Task 1: Which rows contain the string "pole"? Pull out each of those rows in full, counting only matches with the same case.

Passage shown:
Attorney for Hamadeh, Timothy La Sota, argued that a combination of erroneously counted and rejected ballots in each category may have swayed the outcome of the historically-close race.
Emily Craiger, an attorney for Maricopa County, said that claim wasn’t grounded in any real evidence and would ultimately prove insufficient for a successful election challenge.
“What plaintiffs have done is taken publicly-available numbers related to the election and provided theories about the basis for those numbers, but these are purely hypotheticals and in most cases are entirely wrong,” she said, during a hearing in Mohave County on Monday afternoon over whether or not to dismiss the case entirely.
Central to Hamadeh’s lawsuit is that hundreds of Maricopa County voters on Election Day were disenfranchised due to on-demand printer malfunctions, but Craiger rebutted that only 146 voters were affected — and of that number, 109 ultimately had their ballots tabulated. Of the allegedly 1,942 provisional ballots Hamadeh claims were incorrectly rejected in the county, all but seven were determined to be ineligible to vote in the midterm election because they registered after the Oct. 7 deadline.
Hamadeh’s lawsuit also used an error statistic from the 2020 election in Maricopa County to claim that mis-adjudicated ballots were an issue in the midterms. Craiger criticized the use of a two-year old statistic but noted that even if the rate was the same in the November election, only 44 ballots would be imperiled — out of 1.5 million in Maricopa County alone. Altogether, she concluded, the number of allegedly erroneously counted ballots would not be enough to flip the race in Hamadeh’s favor.

Task 2: Transcribe the passage on Hamadeh's election lawsuit from "Attorney for Hamadeh, Timothy" to "the case entirely.".

Task data:

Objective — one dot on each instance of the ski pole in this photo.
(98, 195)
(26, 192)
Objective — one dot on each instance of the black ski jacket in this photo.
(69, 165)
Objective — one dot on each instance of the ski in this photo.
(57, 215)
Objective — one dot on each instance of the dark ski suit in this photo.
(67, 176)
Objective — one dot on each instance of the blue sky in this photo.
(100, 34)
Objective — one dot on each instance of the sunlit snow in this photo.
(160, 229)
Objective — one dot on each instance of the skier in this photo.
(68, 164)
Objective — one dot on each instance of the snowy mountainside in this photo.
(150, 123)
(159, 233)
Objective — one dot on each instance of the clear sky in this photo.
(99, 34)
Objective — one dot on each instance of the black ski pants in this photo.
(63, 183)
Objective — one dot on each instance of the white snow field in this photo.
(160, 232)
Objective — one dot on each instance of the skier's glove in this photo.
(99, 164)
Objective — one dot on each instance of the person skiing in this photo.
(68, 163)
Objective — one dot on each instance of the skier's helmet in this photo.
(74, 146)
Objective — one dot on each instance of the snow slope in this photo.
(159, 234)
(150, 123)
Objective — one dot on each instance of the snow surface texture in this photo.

--

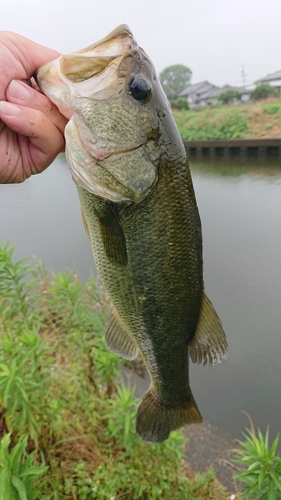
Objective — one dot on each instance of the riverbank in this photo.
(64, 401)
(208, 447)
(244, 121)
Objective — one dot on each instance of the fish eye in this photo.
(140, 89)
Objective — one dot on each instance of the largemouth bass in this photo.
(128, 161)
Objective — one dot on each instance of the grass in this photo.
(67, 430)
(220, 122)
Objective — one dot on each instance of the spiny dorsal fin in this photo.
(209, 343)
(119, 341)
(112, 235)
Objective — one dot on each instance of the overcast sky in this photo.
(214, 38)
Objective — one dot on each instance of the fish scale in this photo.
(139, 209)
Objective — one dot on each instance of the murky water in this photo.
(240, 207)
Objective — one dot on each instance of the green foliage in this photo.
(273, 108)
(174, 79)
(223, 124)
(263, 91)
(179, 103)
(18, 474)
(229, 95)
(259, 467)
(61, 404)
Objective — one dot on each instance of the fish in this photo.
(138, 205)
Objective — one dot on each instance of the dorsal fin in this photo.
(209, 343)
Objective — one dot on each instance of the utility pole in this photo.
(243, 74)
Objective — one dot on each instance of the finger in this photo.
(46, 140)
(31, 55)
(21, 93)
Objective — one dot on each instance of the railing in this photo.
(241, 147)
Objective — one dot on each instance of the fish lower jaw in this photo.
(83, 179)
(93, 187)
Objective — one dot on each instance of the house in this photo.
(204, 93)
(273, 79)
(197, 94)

Full response 1:
Objective — one dot on each instance of the ski pole in this photo.
Objective — one dot on each instance of the utility pole in this photo.

Full response 2:
Attorney for Hamadeh, Timothy La Sota, argued that a combination of erroneously counted and rejected ballots in each category may have swayed the outcome of the historically-close race.
Emily Craiger, an attorney for Maricopa County, said that claim wasn’t grounded in any real evidence and would ultimately prove insufficient for a successful election challenge.
“What plaintiffs have done is taken publicly-available numbers related to the election and provided theories about the basis for those numbers, but these are purely hypotheticals and in most cases are entirely wrong,” she said, during a hearing in Mohave County on Monday afternoon over whether or not to dismiss the case entirely.